Activity: The records below are to be transcribed in full, exactly as given.

======== Material for the task ========

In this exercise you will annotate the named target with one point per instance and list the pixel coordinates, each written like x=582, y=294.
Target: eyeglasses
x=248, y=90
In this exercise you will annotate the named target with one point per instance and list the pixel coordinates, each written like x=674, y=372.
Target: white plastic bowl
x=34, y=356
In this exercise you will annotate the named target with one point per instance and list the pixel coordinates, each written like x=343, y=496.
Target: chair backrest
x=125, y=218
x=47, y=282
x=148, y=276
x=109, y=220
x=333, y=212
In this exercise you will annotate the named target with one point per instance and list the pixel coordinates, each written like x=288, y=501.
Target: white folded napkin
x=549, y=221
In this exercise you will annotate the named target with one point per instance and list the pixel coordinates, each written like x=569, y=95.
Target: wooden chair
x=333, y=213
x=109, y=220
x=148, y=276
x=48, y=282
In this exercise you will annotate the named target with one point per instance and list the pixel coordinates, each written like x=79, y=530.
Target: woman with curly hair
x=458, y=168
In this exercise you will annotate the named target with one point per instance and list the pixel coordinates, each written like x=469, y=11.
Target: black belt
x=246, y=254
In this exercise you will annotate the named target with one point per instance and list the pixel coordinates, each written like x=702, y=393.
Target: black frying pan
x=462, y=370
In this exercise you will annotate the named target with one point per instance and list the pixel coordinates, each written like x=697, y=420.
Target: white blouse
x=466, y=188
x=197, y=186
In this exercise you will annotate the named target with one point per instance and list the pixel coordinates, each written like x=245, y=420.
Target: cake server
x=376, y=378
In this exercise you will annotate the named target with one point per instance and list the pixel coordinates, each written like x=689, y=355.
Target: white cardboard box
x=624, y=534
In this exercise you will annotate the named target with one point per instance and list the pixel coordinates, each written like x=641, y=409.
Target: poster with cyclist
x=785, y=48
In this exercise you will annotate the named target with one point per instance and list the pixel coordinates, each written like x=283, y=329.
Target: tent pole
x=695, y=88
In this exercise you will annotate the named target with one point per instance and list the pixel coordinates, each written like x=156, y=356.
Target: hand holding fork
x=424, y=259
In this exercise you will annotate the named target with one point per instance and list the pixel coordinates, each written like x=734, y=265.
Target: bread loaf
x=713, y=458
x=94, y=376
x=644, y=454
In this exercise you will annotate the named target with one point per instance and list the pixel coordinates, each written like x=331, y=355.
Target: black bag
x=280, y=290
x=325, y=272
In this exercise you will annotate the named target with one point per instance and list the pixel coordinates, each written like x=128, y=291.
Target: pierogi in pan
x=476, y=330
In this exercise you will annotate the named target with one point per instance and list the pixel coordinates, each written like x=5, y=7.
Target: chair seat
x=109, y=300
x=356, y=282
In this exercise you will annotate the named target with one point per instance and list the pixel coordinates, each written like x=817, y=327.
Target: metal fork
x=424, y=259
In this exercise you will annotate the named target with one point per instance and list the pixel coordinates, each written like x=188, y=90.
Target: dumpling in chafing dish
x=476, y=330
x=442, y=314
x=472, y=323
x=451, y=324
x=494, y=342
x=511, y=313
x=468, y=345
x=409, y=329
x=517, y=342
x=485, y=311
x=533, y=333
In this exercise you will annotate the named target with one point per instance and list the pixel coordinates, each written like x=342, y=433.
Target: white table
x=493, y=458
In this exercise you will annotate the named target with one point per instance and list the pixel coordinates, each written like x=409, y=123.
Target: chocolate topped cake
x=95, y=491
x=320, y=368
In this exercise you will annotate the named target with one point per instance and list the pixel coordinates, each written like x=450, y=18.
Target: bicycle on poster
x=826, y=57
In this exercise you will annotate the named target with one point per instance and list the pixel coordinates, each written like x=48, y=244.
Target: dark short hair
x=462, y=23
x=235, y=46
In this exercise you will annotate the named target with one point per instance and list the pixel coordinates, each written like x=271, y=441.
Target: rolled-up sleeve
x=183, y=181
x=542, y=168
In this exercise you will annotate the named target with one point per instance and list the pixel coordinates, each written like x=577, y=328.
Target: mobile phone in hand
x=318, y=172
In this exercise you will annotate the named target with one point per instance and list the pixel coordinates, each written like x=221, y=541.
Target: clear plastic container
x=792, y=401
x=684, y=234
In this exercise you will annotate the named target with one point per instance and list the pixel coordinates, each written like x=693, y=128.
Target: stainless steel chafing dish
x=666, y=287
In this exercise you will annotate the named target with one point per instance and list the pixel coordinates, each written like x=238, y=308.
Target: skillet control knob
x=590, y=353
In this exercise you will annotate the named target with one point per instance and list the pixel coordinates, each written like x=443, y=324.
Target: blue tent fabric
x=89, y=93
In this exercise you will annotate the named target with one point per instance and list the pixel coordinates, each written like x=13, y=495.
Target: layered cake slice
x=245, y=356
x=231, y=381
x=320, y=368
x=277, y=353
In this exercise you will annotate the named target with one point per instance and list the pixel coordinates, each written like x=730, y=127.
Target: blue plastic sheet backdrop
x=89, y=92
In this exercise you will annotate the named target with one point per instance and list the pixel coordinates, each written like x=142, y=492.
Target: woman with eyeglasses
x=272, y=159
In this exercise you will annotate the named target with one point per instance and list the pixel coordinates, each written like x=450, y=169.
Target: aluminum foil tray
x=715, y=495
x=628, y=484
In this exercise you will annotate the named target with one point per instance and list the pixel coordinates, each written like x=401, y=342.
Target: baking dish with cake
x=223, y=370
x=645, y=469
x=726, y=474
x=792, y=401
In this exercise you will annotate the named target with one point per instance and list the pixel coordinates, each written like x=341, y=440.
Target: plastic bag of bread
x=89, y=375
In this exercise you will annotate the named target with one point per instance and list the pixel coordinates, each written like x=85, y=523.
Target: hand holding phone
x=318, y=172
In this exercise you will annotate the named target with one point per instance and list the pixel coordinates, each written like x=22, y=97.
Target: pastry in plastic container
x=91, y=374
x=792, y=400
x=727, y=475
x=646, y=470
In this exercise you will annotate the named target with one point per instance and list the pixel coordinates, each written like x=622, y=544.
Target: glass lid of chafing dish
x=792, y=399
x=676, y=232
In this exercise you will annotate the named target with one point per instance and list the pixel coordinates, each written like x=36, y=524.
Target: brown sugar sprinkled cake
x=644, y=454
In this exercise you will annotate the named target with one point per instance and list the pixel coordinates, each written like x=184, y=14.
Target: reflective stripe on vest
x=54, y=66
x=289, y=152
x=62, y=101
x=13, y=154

========

Response:
In this exercise you will annotate the named target with one point per instance and list the pixel coordinates, each written like x=582, y=294.
Target: eyeglasses
x=248, y=90
In this exercise you will annotate the named target with one point per instance and list the pixel coordinates, each written like x=674, y=372.
Target: white plastic bowl
x=34, y=356
In this exercise you will annotate the named target with one point per instance and list the pixel coordinates, each written like x=343, y=496.
Target: chair backrest
x=125, y=218
x=47, y=282
x=148, y=276
x=109, y=220
x=333, y=212
In this exercise you will annotate the named target with one point per instance and list the pixel coordinates, each written like x=288, y=501.
Target: white folded napkin
x=549, y=221
In this exercise you will annotate the named target with one point per instance and list the pixel coordinates, each written like x=569, y=95.
Target: wooden chair
x=333, y=213
x=109, y=220
x=148, y=276
x=48, y=282
In this exercise you will annotate the named target with one point per instance and list the pixel coordinates, each written like x=79, y=530.
Target: woman with curly hair
x=458, y=168
In this exercise you will annotate the named target with one point per instance and list the pixel coordinates, each written like x=469, y=11.
Target: black belt
x=246, y=254
In this exercise you will annotate the named target with one point per instance and list the pixel coordinates, each written like x=702, y=393.
Target: black frying pan
x=462, y=370
In this exercise you will annotate the named target with one point per instance and list the pixel coordinates, each written like x=697, y=420.
Target: white blouse
x=466, y=188
x=197, y=186
In this exercise you will annotate the named target with one point per instance and list the pixel coordinates, each written like x=245, y=420.
Target: cake server
x=376, y=378
In this exercise you will annotate the named target with one point per instance and list the pixel coordinates, each written like x=689, y=355.
Target: white cardboard box
x=624, y=534
In this exercise you will annotate the named target with one point per instance and list the pixel coordinates, each written like x=641, y=409.
Target: poster with cyclist
x=785, y=48
In this exercise you will annotate the named target with one point per instance and list the pixel coordinates, each written like x=283, y=329.
Target: tent pole
x=695, y=88
In this exercise you will annotate the named target with one point per instance and list the pixel coordinates, each written like x=156, y=356.
Target: hand holding fork
x=424, y=259
In this exercise you will annotate the named target with one point per instance and list the pixel coordinates, each written like x=734, y=265.
Target: bread loaf
x=713, y=458
x=94, y=376
x=644, y=454
In this exercise you will annotate the named target with one point per instance and list the pixel coordinates, each written like x=331, y=355.
Target: black bag
x=280, y=290
x=325, y=272
In this exercise you will annotate the named target with one point per instance and list the pixel coordinates, each written like x=128, y=291.
Target: pierogi in pan
x=476, y=330
In this exercise you will annotate the named target with one point per instance and list the pixel coordinates, each written like x=5, y=7.
Target: chair seat
x=109, y=300
x=356, y=282
In this exercise you will annotate the named target with one point per instance and list the pixel coordinates, each written like x=817, y=327.
Target: metal fork
x=424, y=259
In this exercise you will annotate the named target with one point per instance and list the pixel coordinates, each written like x=188, y=90.
Target: dumpling in chafing dish
x=476, y=330
x=442, y=314
x=472, y=323
x=451, y=324
x=494, y=342
x=511, y=313
x=468, y=345
x=409, y=329
x=517, y=342
x=485, y=311
x=533, y=333
In this exercise you will annotate the named target with one point per instance and list the pixel coordinates, each written like x=342, y=433.
Target: white table
x=493, y=458
In this exercise you will annotate the named target with one point per instance and list the pixel coordinates, each written like x=409, y=123.
Target: chocolate topped cake
x=95, y=491
x=320, y=368
In this exercise you will annotate the named target with one point per instance and list the pixel coordinates, each written like x=450, y=18.
Target: bicycle on poster
x=826, y=57
In this exercise you will annotate the named target with one point per instance and list the pixel coordinates, each written like x=48, y=244.
Target: dark short hair
x=462, y=23
x=235, y=46
In this exercise you will annotate the named target with one point per instance and list the pixel coordinates, each written like x=271, y=441.
Target: rolled-up sleeve
x=183, y=181
x=542, y=168
In this exercise you will annotate the named target with one point per instance and list the pixel coordinates, each written like x=577, y=328.
Target: mobile phone in hand
x=318, y=172
In this exercise you will annotate the named target with one point per instance and list the pixel coordinates, each written like x=221, y=541.
Target: clear plastic container
x=792, y=401
x=684, y=234
In this exercise you will annotate the named target with one point per instance and list the pixel coordinates, each written like x=693, y=128.
Target: stainless steel chafing dish
x=666, y=287
In this exercise you will annotate the named target with one point per instance and list the pixel coordinates, each written like x=238, y=308.
Target: skillet control knob
x=590, y=353
In this exercise you will annotate the named target with one point per instance and list the pixel coordinates, each written like x=443, y=324.
Target: blue tent fabric
x=89, y=93
In this exercise you will annotate the named target with one point per instance and list the pixel coordinates, each written like x=13, y=495.
Target: layered cake slice
x=245, y=356
x=231, y=381
x=320, y=368
x=277, y=353
In this exercise you will annotate the named target with one point per instance and list the pixel coordinates, each written like x=730, y=127.
Target: blue plastic sheet backdrop
x=89, y=92
In this exercise you will annotate the named target with one point per instance and list the pixel coordinates, each written like x=142, y=492.
Target: woman with eyeglasses
x=272, y=159
In this exercise you will annotate the named target with one point per instance and list the pixel coordinates, each written like x=450, y=169.
Target: aluminum foil tray
x=715, y=495
x=628, y=484
In this exercise you will annotate the named target with one point per instance and list the pixel coordinates, each written like x=401, y=342.
Target: baking dish with cake
x=223, y=370
x=645, y=469
x=726, y=474
x=792, y=401
In this exercise you will annotate the named target with one point per instance and list the pixel coordinates, each written like x=341, y=440.
Target: plastic bag of bread
x=89, y=375
In this exercise you will annotate the named target with one point per instance and list the pixel coordinates, each written like x=85, y=523.
Target: hand holding phone
x=318, y=172
In this exercise you will annotate the named target with one point per instance and list the pixel coordinates, each written like x=22, y=97.
Target: pastry in plastic container
x=91, y=374
x=792, y=400
x=727, y=475
x=646, y=470
In this exercise you will annotate the named target with one point per instance and list the pixel coordinates, each written like x=622, y=544.
Target: glass lid of chafing dish
x=792, y=399
x=676, y=232
In this exercise you will annotate the named target with one point per instance and list the pixel coordinates, each written like x=36, y=524.
Target: brown sugar sprinkled cake
x=644, y=454
In this exercise you will annotate the named target with one point per instance and list the pixel coordinates, each written like x=184, y=14.
Target: reflective stripe on vest
x=54, y=66
x=289, y=152
x=62, y=101
x=13, y=154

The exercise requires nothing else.